• **Provided information**
BEGIN

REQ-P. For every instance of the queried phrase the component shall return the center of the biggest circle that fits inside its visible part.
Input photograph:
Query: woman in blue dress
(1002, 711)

END
BEGIN

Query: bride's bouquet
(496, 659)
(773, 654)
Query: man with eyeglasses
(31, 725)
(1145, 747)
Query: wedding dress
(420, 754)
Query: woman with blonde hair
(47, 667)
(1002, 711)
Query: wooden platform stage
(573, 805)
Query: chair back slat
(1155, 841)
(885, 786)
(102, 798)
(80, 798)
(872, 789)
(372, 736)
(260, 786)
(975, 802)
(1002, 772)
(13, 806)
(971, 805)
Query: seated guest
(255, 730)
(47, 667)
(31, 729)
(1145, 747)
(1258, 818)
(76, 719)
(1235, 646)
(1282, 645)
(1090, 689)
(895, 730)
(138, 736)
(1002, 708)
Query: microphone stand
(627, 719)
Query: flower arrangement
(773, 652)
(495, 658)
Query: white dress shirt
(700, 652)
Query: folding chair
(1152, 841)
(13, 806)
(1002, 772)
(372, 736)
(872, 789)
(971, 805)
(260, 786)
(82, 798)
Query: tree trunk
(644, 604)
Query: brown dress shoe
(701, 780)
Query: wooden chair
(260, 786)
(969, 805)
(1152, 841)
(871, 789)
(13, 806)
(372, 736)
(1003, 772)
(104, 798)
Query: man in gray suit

END

• **Your instructions**
Reproduce word for word the material above, beginning with the line that contains "Query: microphone stand" and ending with the line that contains "Query: man in gray suit".

• **The completed task**
Query: microphone stand
(627, 719)
Query: flower arrangement
(773, 652)
(495, 658)
Query: white dress shirt
(700, 652)
Query: folding chair
(1152, 841)
(13, 806)
(1002, 772)
(372, 736)
(872, 789)
(971, 805)
(260, 786)
(82, 798)
Query: tree trunk
(644, 604)
Query: brown dress shoe
(701, 780)
Query: wooden chair
(260, 786)
(969, 805)
(1152, 841)
(871, 789)
(13, 806)
(372, 736)
(1003, 772)
(104, 798)
Query: man in gray suit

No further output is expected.